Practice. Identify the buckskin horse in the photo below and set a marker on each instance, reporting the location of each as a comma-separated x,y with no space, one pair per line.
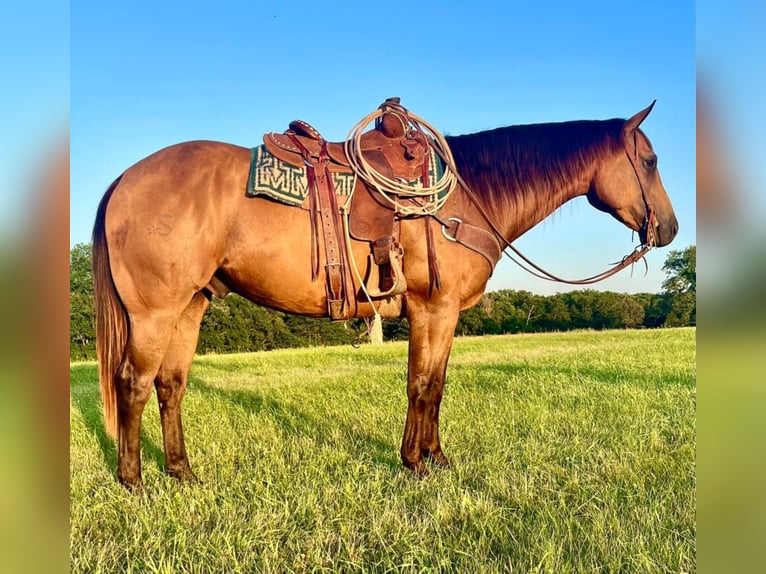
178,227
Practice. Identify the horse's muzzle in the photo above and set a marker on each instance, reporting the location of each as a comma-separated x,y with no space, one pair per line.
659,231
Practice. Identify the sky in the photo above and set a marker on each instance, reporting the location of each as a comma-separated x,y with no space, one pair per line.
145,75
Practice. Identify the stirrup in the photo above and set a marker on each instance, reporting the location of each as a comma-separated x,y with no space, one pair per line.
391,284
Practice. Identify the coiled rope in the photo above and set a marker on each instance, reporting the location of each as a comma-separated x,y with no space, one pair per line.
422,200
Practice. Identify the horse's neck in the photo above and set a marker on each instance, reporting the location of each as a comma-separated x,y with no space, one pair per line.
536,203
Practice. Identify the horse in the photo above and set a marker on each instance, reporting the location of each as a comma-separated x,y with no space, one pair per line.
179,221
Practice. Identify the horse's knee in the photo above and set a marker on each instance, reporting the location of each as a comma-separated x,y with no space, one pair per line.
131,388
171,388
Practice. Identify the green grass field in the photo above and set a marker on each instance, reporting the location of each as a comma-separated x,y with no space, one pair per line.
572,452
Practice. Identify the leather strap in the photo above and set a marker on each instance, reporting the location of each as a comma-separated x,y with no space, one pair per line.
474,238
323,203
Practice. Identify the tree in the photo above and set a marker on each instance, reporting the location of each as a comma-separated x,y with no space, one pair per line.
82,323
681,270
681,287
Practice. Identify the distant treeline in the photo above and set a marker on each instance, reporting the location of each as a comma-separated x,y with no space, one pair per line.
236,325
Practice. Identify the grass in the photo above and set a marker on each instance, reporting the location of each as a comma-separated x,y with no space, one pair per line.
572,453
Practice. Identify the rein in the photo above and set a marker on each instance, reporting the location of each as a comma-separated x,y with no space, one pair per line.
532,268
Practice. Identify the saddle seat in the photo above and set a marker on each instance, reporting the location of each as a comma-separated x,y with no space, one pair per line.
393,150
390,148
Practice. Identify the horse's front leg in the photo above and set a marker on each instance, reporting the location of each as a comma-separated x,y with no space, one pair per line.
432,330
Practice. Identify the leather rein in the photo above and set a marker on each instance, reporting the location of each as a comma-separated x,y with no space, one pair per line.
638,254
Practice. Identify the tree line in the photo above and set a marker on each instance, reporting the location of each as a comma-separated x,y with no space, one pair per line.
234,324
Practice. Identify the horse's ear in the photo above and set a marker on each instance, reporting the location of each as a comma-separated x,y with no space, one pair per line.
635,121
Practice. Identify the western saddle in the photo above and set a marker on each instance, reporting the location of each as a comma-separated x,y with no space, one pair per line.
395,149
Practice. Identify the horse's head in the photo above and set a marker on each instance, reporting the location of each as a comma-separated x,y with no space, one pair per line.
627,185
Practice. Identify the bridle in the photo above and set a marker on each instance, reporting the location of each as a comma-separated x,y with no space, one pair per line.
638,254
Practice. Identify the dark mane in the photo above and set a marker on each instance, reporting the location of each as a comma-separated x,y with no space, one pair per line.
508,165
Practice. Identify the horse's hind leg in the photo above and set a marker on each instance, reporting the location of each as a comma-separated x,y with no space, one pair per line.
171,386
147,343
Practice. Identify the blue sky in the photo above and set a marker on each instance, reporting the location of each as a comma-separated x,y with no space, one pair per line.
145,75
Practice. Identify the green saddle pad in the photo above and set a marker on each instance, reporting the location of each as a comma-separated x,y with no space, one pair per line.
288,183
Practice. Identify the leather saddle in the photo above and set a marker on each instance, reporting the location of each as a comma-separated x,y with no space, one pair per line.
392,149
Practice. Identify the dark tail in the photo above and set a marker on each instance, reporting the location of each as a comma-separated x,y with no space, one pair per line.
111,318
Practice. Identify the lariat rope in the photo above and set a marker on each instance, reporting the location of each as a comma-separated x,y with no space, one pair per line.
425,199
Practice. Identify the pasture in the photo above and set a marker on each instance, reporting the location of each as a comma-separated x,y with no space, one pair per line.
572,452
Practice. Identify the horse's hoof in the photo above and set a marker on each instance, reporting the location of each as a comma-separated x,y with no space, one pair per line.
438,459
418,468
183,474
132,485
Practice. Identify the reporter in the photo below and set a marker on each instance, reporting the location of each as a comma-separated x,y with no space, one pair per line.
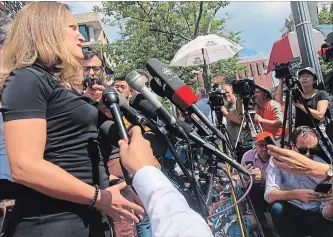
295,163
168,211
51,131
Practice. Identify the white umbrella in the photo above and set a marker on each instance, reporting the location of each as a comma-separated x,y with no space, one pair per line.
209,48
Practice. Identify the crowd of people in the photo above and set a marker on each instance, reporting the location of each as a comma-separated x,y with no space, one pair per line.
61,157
--------
__WHAT NEEDS TO BE DONE__: Please copy exactly the lines from the one containing "Practice. Identify the lariat" through the last line of the records, both ends included, and leave out any pictures.

__TASK ANSWER__:
Practice. Identify the lariat rope in the photo above and set a marker on each instance, reporting the location of each as a comma-separated x,y with no space, one pair per line.
425,199
Practice. Identify the pasture in the photo above and set a marker on each instance, reporting the location of each as a comma-separated x,y with no space, one pair per line.
572,452
Practice. Identify the horse's hoof in the photo above and set a marker on each instance, reporting the location of each as a comma-separated x,y with no space, one pair per line.
438,459
418,468
183,474
132,485
Practice. Identify the reporter in the photo below and set a marker on each instance, reporting the location of each as a comma-separated x,y with no space, one pair per line.
295,163
168,211
51,131
Practice. Identify the white umbrella in the photo above and set a marker on each instance, reporting the location of each as a comma-separated x,y with no space, one pair per line.
209,48
Practice. Identify the crowd of people in the photo above and set a marker on each instance, reporting the location of each as a comma-separated x,y with no space, one pair per line.
61,157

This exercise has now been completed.